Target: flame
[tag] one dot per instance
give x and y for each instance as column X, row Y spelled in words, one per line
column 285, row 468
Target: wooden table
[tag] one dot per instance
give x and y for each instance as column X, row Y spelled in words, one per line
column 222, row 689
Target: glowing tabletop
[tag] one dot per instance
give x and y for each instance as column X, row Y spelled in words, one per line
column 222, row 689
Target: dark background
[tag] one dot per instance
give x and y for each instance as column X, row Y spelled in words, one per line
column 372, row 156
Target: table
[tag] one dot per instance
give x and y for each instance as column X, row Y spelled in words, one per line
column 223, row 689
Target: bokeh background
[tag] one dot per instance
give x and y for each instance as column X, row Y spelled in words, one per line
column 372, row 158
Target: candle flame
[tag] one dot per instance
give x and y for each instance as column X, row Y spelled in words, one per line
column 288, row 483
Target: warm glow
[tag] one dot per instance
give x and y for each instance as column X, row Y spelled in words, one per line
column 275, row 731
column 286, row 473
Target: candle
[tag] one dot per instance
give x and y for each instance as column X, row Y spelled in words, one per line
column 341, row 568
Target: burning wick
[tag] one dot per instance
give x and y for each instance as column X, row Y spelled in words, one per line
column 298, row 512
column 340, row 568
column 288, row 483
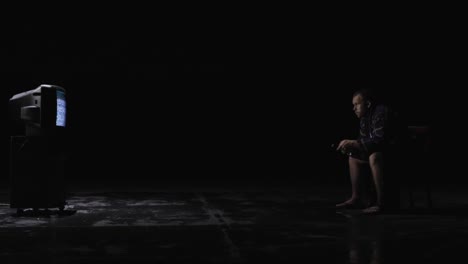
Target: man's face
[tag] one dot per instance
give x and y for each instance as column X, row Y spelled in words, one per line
column 360, row 106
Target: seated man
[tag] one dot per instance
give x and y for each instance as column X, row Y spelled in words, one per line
column 378, row 134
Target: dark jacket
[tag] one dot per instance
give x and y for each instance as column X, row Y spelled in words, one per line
column 380, row 129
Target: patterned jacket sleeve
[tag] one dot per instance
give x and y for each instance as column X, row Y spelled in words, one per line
column 373, row 139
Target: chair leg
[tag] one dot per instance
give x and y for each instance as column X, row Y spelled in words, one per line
column 429, row 196
column 410, row 196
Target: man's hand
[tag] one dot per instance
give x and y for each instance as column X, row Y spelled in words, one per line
column 347, row 144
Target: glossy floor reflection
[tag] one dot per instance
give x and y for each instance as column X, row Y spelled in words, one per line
column 222, row 225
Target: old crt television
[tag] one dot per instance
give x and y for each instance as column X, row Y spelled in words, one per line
column 41, row 111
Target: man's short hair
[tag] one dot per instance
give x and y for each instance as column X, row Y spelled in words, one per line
column 366, row 94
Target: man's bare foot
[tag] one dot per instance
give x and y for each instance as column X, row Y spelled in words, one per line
column 372, row 210
column 349, row 204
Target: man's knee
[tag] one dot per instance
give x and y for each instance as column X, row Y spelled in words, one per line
column 376, row 159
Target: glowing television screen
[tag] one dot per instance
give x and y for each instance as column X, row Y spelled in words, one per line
column 41, row 111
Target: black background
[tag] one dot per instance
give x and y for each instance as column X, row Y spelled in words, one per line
column 219, row 101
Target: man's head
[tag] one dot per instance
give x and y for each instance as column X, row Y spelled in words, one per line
column 362, row 102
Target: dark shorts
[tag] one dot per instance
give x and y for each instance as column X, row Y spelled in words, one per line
column 362, row 155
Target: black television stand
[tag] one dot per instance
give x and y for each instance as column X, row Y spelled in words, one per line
column 37, row 168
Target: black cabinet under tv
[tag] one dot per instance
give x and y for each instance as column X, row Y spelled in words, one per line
column 37, row 166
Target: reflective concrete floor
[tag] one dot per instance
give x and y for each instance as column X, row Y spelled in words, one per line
column 237, row 225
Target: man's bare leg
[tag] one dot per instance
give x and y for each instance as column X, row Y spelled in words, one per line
column 355, row 171
column 376, row 164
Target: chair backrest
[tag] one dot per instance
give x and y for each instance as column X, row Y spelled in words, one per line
column 420, row 137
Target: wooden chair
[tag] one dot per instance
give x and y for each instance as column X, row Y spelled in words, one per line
column 419, row 164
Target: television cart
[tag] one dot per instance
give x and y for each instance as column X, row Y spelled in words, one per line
column 37, row 166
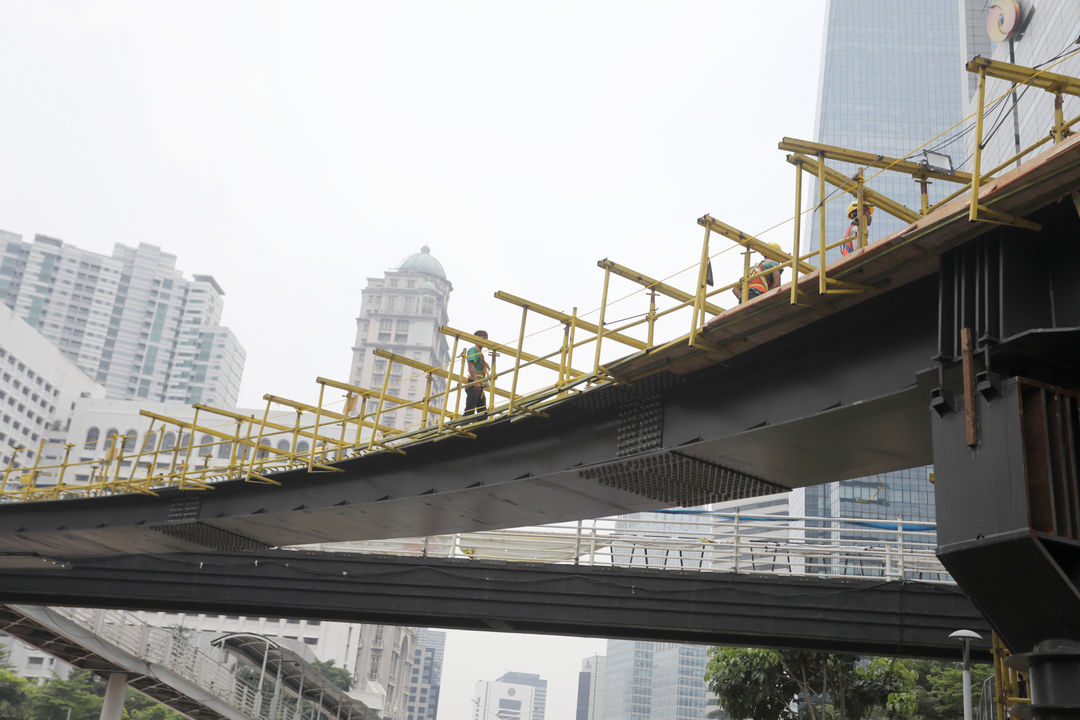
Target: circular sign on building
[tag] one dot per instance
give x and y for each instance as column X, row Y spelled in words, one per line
column 1002, row 19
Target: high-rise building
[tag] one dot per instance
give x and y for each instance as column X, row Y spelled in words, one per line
column 890, row 81
column 646, row 680
column 591, row 688
column 513, row 696
column 402, row 312
column 1038, row 35
column 130, row 321
column 427, row 675
column 39, row 389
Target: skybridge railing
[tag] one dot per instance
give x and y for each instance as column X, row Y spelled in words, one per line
column 571, row 353
column 699, row 541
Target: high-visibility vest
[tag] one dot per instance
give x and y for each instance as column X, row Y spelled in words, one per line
column 475, row 356
column 761, row 283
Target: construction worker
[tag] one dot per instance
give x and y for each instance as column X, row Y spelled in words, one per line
column 476, row 368
column 760, row 281
column 851, row 236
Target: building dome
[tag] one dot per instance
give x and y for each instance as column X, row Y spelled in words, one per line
column 422, row 262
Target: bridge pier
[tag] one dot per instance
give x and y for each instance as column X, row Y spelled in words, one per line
column 116, row 692
column 1006, row 434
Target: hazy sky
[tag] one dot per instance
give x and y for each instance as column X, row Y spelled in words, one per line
column 294, row 149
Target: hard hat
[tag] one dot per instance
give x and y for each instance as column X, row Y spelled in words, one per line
column 853, row 208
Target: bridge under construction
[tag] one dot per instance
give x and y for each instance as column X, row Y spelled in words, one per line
column 955, row 341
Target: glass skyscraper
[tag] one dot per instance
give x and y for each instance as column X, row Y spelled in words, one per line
column 655, row 681
column 890, row 81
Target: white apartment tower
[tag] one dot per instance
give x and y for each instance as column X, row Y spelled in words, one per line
column 427, row 675
column 513, row 696
column 131, row 321
column 402, row 313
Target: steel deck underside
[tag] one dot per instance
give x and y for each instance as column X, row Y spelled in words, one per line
column 790, row 395
column 856, row 614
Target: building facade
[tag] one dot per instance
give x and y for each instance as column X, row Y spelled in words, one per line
column 591, row 688
column 655, row 681
column 1042, row 36
column 890, row 81
column 402, row 312
column 427, row 675
column 39, row 390
column 513, row 696
column 132, row 322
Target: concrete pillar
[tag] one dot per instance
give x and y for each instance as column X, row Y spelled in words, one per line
column 116, row 691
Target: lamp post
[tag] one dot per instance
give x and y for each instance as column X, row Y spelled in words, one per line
column 966, row 637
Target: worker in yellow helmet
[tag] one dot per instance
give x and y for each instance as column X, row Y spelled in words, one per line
column 761, row 281
column 851, row 236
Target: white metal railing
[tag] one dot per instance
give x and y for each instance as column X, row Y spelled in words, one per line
column 167, row 648
column 701, row 541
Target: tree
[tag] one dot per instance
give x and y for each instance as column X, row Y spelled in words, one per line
column 770, row 684
column 940, row 689
column 81, row 693
column 337, row 676
column 14, row 692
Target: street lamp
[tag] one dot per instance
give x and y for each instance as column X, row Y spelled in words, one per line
column 966, row 637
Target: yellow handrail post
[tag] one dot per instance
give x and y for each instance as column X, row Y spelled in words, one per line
column 191, row 445
column 360, row 420
column 138, row 459
column 258, row 442
column 821, row 225
column 973, row 209
column 67, row 453
column 1060, row 132
column 569, row 347
column 157, row 452
column 28, row 486
column 234, row 446
column 427, row 399
column 859, row 208
column 652, row 314
column 699, row 296
column 463, row 374
column 599, row 323
column 745, row 280
column 517, row 358
column 120, row 460
column 795, row 242
column 490, row 381
column 378, row 408
column 319, row 415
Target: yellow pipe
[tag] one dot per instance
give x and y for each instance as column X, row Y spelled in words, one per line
column 599, row 324
column 821, row 227
column 517, row 358
column 973, row 208
column 798, row 228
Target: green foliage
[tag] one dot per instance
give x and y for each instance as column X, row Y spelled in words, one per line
column 940, row 691
column 337, row 676
column 765, row 684
column 13, row 695
column 81, row 693
column 751, row 683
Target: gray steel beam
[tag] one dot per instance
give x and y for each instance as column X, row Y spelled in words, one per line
column 849, row 406
column 841, row 614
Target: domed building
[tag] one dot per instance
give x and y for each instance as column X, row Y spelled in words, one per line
column 402, row 312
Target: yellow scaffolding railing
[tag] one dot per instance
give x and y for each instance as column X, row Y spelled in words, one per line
column 315, row 437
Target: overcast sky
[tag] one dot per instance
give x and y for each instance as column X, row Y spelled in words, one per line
column 294, row 149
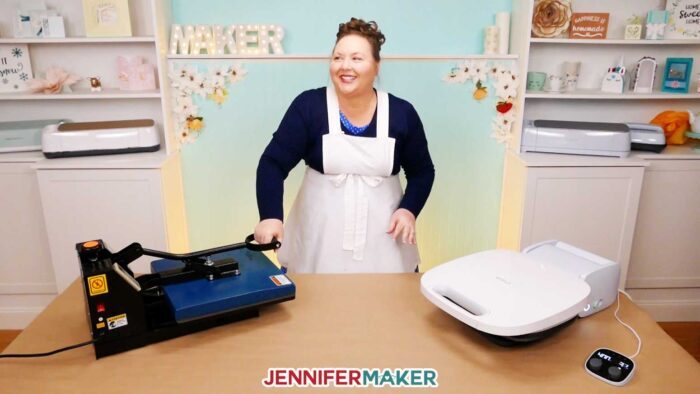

•••

Your goal - Reproduce the rows above, starting at the very first line and continuing through the line that contains "column 380, row 129". Omit the pictures.

Expected output -
Target: flame
[tag] one dot per instance
give x and y for each instance as column X, row Y spelled in words, one per line
column 285, row 468
Target: wooden table
[tag] one dot per instance
give x and y for each instance as column X, row Y spelled in words, one per line
column 222, row 689
Target: glowing tabletop
[tag] one dot per instance
give x and y for each instance as column X, row Y spelled in words, one per line
column 222, row 689
Target: dark background
[tag] one dot per instance
give x and y for each instance as column X, row Y spelled in words, one per line
column 372, row 156
Target: table
[tag] one dot per instance
give x and y for each instance as column X, row Y spelled in words, one per line
column 223, row 689
Target: bokeh background
[tag] one dot per instance
give x and y for each instance as column X, row Y spelled in words, one per line
column 372, row 158
Target: candle flame
[tag] one dot per instance
give x and y for each instance as column X, row Y spelled in words, one per line
column 288, row 483
Target: warm glow
[tag] one dot per instance
give x and y for each instance as column X, row Y spelled in words, one per line
column 275, row 731
column 286, row 473
Target: candle
[tag] one dot per instance
give x and y for each instance as column X, row Y spelled in words, one per line
column 341, row 568
Target: burning wick
[tag] one dot per instance
give x and y for each instance as column X, row Y spelled in words, one per line
column 298, row 512
column 340, row 568
column 288, row 483
Target: man's face
[tag] one dot per instance
give x and y for each instance as column X, row Y spelled in words, one per line
column 360, row 106
Target: seated man
[tag] one dot per instance
give x and y for each instance as column X, row Y spelled in words, one per line
column 378, row 134
Target: dark jacket
[tag] one dot per instance
give x and y for each instance as column X, row Y spelled in words, one per line
column 380, row 129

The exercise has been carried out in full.